Job a » The property tax op-ed describes the land conditions that made farms "penny lands." List every one of those conditions.

A version of this opinion-editorial was submitted to the Patriot News editorial editor, John Micek. He usually prints my opinion pieces, but it also takes a lot of hemming and hawing. UPDATE: The Patriot News did run this op-ed on 11/2/16. Thank you, John Micek.

Property Taxes Must End

In graduate school, our economics professors gave us hypothetical tax and income scenarios to solve. Our homework was to critique various tax and revenue structures, and find the optimum public fund distributions, based on subjective values. These learning exercises were designed to give us the ability to present decision makers with a range of policy options best suited to a particular culture or economic perspective. A lot of my peers there were international students headed home to basically run their countries.

My take on property tax is that it spreads the burden around to those least likely to directly benefit from it, those least likely to see an indirect benefit from it, and those least likely to afford it. It penalizes working people the most. Politically it is treated like an off-the-books cash cow, pushing an increasingly unmanageable burden on our most vulnerable citizens. School property taxes are the worst and most unfair form of tax possible. A thousand years ago in Europe they were considered fair, because the taxing authorities no longer had to search and pillage individual farms while looking for “extra” grain and meat hidden among the farmer’s possessions. Land taxes were then tied to the particular land’s productive capabilities. Thin soils on rocky terrain in cold climates with short growing seasons were “penny lands,” because they annually produced only pennies worth of food and fiber beyond basic subsistence levels. “Ouncelands” farms on rich soils in warmer climates produced enough “extra” food to be annually valued in ounces of silver. And so on.

Data to use »
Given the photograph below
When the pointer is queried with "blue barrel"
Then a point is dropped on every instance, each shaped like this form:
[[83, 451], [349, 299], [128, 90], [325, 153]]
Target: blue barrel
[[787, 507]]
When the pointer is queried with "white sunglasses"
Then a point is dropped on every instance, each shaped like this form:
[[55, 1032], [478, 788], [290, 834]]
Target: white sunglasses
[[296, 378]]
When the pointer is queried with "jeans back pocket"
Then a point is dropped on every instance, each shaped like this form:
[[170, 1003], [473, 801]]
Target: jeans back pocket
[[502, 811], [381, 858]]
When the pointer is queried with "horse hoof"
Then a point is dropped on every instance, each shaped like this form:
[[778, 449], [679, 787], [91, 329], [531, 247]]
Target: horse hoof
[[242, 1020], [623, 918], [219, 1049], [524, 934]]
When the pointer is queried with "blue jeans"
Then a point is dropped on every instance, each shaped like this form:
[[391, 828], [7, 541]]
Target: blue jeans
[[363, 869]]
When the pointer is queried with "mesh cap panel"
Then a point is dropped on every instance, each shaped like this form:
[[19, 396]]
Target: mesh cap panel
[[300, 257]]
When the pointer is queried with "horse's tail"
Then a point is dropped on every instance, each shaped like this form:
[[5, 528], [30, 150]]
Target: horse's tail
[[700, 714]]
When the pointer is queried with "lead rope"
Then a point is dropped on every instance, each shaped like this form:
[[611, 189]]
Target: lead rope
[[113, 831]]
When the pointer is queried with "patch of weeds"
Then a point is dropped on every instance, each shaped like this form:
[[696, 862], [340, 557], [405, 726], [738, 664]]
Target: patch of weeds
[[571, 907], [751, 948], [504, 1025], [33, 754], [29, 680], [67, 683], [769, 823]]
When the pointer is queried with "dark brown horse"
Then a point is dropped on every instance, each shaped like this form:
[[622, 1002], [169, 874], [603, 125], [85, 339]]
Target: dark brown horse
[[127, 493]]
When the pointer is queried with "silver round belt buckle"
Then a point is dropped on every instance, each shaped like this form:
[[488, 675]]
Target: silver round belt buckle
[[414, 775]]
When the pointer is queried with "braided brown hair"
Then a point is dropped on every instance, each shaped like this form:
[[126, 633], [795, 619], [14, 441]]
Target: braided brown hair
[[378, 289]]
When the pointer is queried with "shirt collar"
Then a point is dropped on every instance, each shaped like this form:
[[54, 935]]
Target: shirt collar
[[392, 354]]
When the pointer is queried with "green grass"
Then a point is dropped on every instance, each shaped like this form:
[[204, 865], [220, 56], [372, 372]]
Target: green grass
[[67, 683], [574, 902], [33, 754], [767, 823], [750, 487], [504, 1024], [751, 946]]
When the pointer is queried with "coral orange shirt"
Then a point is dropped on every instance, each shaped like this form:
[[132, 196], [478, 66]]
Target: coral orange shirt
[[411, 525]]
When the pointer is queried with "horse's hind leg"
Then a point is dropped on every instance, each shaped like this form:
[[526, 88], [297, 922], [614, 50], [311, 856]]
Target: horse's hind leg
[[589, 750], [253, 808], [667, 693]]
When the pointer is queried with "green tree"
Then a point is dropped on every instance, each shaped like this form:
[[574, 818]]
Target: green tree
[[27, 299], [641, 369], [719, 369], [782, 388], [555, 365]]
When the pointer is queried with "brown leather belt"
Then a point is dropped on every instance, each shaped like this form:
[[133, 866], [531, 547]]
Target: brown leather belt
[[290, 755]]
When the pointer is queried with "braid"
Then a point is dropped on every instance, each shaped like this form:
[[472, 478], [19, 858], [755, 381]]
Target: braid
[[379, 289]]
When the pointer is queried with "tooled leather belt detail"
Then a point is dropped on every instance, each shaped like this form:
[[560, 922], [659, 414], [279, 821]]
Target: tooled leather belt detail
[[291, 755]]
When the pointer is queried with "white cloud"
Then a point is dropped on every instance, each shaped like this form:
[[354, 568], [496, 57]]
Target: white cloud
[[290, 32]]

Job b » Reproduce the records verbatim, from their first line down to the line containing "[[296, 378]]", with both of those lines included.

Exercise answer a »
- Thin soils
- Rocky terrain
- Cold climates
- Short growing seasons

Exercise answer b »
Given the photograph below
When the pointer is queried with "blue barrel"
Then a point is dropped on every instance, each shaped like this form:
[[83, 451], [349, 299], [128, 90], [325, 153]]
Target: blue barrel
[[787, 507]]
When the pointer is queried with "white sunglasses"
Then a point is dropped on every instance, each shaped like this form:
[[55, 1032], [478, 788], [290, 834]]
Target: white sunglasses
[[296, 378]]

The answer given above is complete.